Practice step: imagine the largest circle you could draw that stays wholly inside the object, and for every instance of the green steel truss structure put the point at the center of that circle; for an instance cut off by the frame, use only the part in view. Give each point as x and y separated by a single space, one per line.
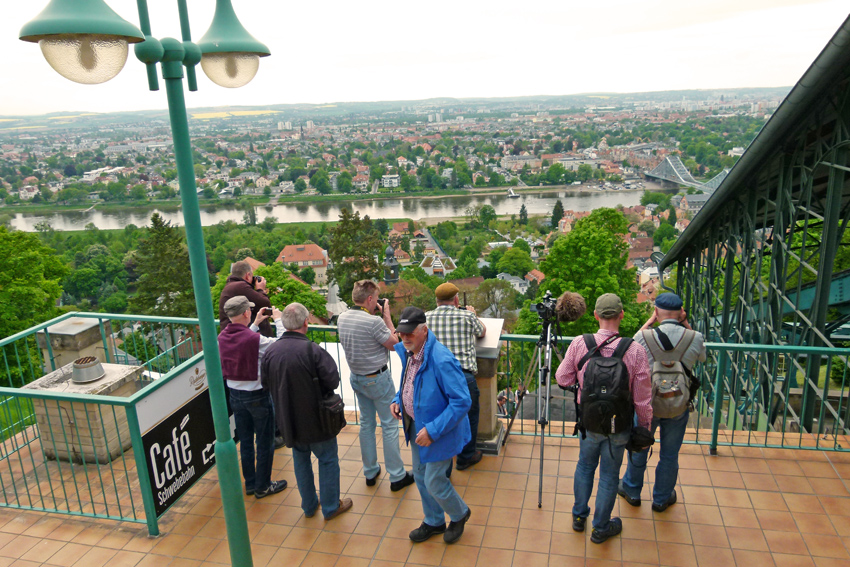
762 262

*-*-*

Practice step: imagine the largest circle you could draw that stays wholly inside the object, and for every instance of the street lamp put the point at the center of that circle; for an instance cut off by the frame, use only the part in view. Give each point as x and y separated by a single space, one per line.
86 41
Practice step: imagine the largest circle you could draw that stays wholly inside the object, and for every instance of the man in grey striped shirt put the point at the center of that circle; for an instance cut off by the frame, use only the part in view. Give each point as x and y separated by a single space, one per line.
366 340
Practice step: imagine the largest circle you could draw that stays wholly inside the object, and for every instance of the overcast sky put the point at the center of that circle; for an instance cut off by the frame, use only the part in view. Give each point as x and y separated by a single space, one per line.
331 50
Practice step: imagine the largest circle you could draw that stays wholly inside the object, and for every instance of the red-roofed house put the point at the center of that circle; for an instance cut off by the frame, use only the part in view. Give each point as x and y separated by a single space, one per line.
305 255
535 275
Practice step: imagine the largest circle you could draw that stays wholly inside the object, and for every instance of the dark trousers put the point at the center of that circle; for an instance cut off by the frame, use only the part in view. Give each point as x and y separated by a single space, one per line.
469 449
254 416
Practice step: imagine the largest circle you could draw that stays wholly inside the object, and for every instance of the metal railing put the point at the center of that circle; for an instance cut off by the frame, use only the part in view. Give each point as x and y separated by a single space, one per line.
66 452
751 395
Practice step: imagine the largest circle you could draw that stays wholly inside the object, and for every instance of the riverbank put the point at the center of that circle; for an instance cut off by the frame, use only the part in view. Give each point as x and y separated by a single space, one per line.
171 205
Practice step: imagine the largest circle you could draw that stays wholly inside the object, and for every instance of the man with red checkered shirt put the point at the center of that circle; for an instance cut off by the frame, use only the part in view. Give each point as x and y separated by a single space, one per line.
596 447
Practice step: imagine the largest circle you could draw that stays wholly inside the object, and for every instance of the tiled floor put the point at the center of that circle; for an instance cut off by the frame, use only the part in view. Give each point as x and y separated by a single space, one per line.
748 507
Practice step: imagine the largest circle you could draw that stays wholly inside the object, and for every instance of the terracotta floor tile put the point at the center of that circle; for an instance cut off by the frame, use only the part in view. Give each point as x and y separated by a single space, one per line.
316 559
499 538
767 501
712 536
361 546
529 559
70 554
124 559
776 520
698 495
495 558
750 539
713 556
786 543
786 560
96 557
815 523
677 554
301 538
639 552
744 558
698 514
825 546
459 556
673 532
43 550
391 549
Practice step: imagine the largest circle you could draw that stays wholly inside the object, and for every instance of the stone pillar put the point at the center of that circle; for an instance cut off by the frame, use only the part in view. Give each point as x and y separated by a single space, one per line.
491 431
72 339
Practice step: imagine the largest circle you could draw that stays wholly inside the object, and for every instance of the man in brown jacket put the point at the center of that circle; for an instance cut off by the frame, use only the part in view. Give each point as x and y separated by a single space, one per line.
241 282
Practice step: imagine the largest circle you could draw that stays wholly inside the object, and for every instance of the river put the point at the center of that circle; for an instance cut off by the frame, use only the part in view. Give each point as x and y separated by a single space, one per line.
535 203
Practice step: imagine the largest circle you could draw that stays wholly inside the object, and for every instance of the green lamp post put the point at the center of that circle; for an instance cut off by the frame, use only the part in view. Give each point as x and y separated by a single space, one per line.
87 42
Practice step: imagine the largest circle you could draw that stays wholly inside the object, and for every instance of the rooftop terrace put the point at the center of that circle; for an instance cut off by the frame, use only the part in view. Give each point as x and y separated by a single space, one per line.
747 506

*-*-*

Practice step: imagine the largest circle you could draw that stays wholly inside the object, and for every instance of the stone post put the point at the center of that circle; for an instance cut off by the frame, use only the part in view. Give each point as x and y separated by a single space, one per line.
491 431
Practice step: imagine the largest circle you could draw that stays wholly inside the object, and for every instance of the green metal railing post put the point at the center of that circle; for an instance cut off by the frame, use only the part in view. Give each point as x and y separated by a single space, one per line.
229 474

*-*-*

Problem to work on
Which lines in the items above contain the string "shirt"? Copy out each one in full.

Solution for this exercise
Practice step: imagine the largest circle you could draw that stays wholly inside the object, and for every instance of the man in grey striped shirt put the point at the center of that circle; for an instance cut off by the frame, use only the part in view. Give each point as x and y separated by a single space, one per line.
Practice step: imagine the largest circle you could draw that stays wholly inside the object, and for every instance of the man with red checkered shirt put the point at the center of that circle; for an instance cut off by the frame, use only the part in view. Give each point as x and y separated by a single space, one per line.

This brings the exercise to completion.